## READING PASSAGE
☆ ☆ ☆ ☆ ☆

Took the day off today I don't work on boats in the rain . Ripped everything out and starting over . Going to copy my original layout I found that was just posted and go from there . Tired of chasing my tail but it's my own fault lol. Got to learn some how . Mick how about I buy you a plane ticket so you can come help


----------



## jd267

mickeydg5 said:


> This is basically what you are doing. I feel your signal routing is wrong but cannot see everything.
> 
> Your R2 is 4.7k, R3 is 68k and R4 is 100k. (The R3 68k is your existing grid stopper at the next stage control grid.
> 
> Your INPUT jack should be routed as this one, shown as green wire, but would still use a 68k grid stopper connected at pin #7.



Ok routed all wires with shielded wire in needed spots . Still same problem . I don't get it


----------



## jd267

The input from jack to pin 2 of v1 is going to volume pot , shield to ground. Should I do the same to gain stage I'm trying to get working?


----------



## jd267

Should prob just rip it all out lol. Don't have anyone local that could take a look at it . I wired everything like that layout and still nothing . If anyone wants to make a few bucks make me a layout that works around the Ceriatone 2203 layout and email it to me . If it works I'll send you $20 PayPal


----------



## mickeydg5

It would be best for you to take your layout and schematic with all additions and modifications marked and drawn on it. Then post them in this thread.

☆ ☆ ☆ ☆ ☆

## DATA BLOCK
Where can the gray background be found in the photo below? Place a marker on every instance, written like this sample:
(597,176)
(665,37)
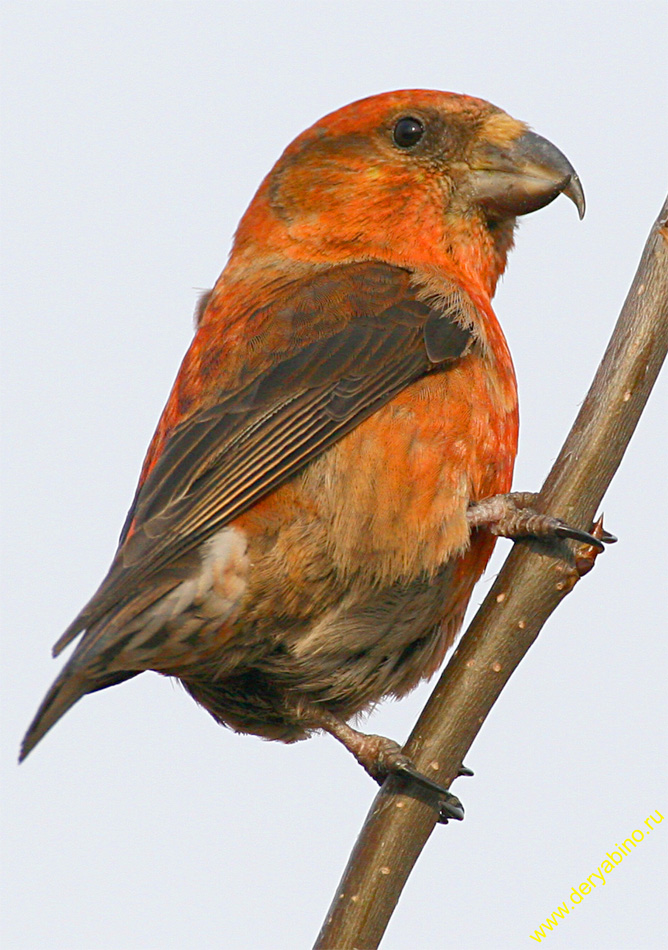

☆ ☆ ☆ ☆ ☆

## WORK TO COMPLETE
1/ In the amp wiring thread, rename "schematic" to "wiring diagram" and write out the passage from "It would be" up to and including "in this thread.".
2/ Carry the amp wiring thread on past its last post.

## RESULTS
1/
It would be best for you to take your layout and wiring diagram with all additions and modifications marked and drawn on it. Then post them in this thread.

2/
----------



## jd267

Ceriatone Amplification


----------



## jd267

The amp has No mods done that would interfere with gain stages or inputs


----------



## mickeydg5

Ok, so your amplifier basically follows the Ceriatone 2203 layout and JCM800 2203 schematic.
Is it your intention to have more gain via the added gain stage during use of both HIGH and LOW inputs? Correct?


----------



## jd267

mickeydg5 said:


> Ok, so your amplifier basically follows the Ceriatone 2203 layout and JCM800 2203 schematic.
> Is it your intention to have more gain via the added gain stage during use of both HIGH and LOW inputs? Correct?



It really does not matter to me mick I don't use low input so . What ever is easier


----------



## jd267

The only new thing I did was replace the stock pilot light with a jewel style light to v1 filaments. Two wires .


----------



## mickeydg5

As long as the indicator bulb is for 6.3VAC use that is fine. Make sure it does not pass close to signal wire and is twisted as the rest of the filament wiring.

It is not a matter of ease but rather intent of the use of the added gain.
I would rather leave the INPUTs intact and place the gain stage after V1 output and before V2 grid circuit.

I can modify a layout and schematic for your reference with your last described gain stage addition.
Give me a while and I will post attachments when done.


----------



## jd267

mickeydg5 said:


> As long as the indicator bulb is for 6.3VAC use that is fine. Make sure it does not pass close to signal wire and is twisted as the rest of the filament wiring.
> 
> It is not a matter of ease but rather intent of the use of the added gain.
> I would rather leave the INPUTs intact and place the gain stage after V1 output and before V2 grid circuit.
> 
> I can modify a layout and schematic for your reference with your last described gain stage addition.
> Give me a while and I will post attachments when done.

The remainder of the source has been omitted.